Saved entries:
-.-.-
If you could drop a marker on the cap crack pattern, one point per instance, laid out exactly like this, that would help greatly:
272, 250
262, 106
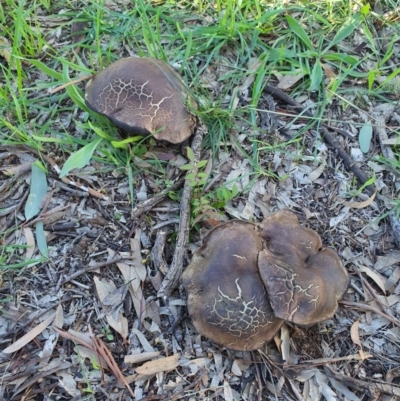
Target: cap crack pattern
240, 317
293, 290
138, 99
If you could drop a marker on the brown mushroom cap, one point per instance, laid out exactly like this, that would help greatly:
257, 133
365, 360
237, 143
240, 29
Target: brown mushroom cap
226, 297
246, 279
304, 281
142, 96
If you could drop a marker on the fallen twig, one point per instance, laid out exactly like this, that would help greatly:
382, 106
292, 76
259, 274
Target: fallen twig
374, 388
370, 308
114, 259
175, 271
329, 139
148, 204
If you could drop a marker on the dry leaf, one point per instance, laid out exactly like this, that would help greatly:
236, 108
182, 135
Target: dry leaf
59, 319
379, 280
356, 338
103, 351
159, 365
5, 48
113, 301
68, 382
360, 205
119, 322
137, 256
28, 337
142, 357
30, 241
129, 273
288, 81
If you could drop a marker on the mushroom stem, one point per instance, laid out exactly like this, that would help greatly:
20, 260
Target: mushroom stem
175, 271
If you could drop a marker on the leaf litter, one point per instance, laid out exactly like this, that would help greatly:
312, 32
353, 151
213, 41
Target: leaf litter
106, 332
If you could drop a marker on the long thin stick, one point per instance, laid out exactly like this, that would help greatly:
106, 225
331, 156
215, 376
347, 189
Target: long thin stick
175, 271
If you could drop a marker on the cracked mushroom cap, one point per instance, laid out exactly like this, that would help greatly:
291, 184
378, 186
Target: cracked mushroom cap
142, 96
227, 300
304, 281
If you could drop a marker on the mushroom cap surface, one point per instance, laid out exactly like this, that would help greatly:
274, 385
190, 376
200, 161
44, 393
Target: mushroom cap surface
142, 96
304, 281
227, 300
246, 279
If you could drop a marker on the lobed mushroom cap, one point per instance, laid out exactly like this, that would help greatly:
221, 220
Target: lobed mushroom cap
246, 279
226, 297
304, 281
142, 96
-.-.-
◆ Task goal
Repeat the material exactly as it reads, without any of its pictures.

◆ Result for this exercise
If you could drop a marker on the cap crack pattern, one point per instance, laid out exactly like this, that would help greatly:
272, 250
262, 106
Target: cap crack pattern
240, 317
293, 290
138, 99
If you could drop a marker on the brown mushroom cap, one point per instance, laid out exactly like this, that would help greatly:
257, 133
365, 360
237, 143
240, 29
Target: brown mushroom cap
226, 297
246, 279
304, 281
142, 96
If you could drop a marker on the fallen twig, one point per instance, laid out exactly like this, that would help greatly:
382, 106
292, 76
259, 274
Target: fallen twig
374, 388
370, 308
114, 259
175, 271
329, 139
148, 204
If you could drop a marker on the dry leaf, one point per instance, laid out exactly like this, that would help greatly:
236, 108
182, 135
Target: dry leaf
59, 319
379, 280
356, 338
103, 351
159, 365
5, 48
113, 301
68, 382
360, 205
119, 322
137, 256
28, 337
142, 357
30, 241
129, 273
288, 81
If you could drop a marker on the mushroom stem, one point per instance, laid out exactly like this, that would help greatly:
20, 260
Target: mushroom stem
175, 271
If you could drop a marker on the leaf litter, one point per instance, laid out exactly like this, that would help greatly:
312, 32
353, 151
213, 41
Target: leaf litter
106, 332
If you could drop a marker on the long thin stick, one point per instance, laid out exactly like this, that would help greatly:
106, 225
331, 156
215, 376
347, 189
Target: long thin stick
175, 271
If you could drop a marker on the cracked mushroom cap, one point per instance, laid out exactly like this, that would help greatly:
291, 184
378, 186
Target: cracked mushroom cap
142, 96
227, 300
304, 281
If you could drop a marker on the mushroom cap surface, one point per instance, laid out exactly like this, that would help greatly:
274, 385
190, 376
200, 161
44, 393
Target: mushroom cap surface
142, 96
304, 281
227, 300
246, 279
If you could drop a marker on the lobed mushroom cap, one point per instance, laid out exactly like this, that would help greatly:
221, 220
Target: lobed mushroom cap
246, 279
226, 297
304, 281
142, 96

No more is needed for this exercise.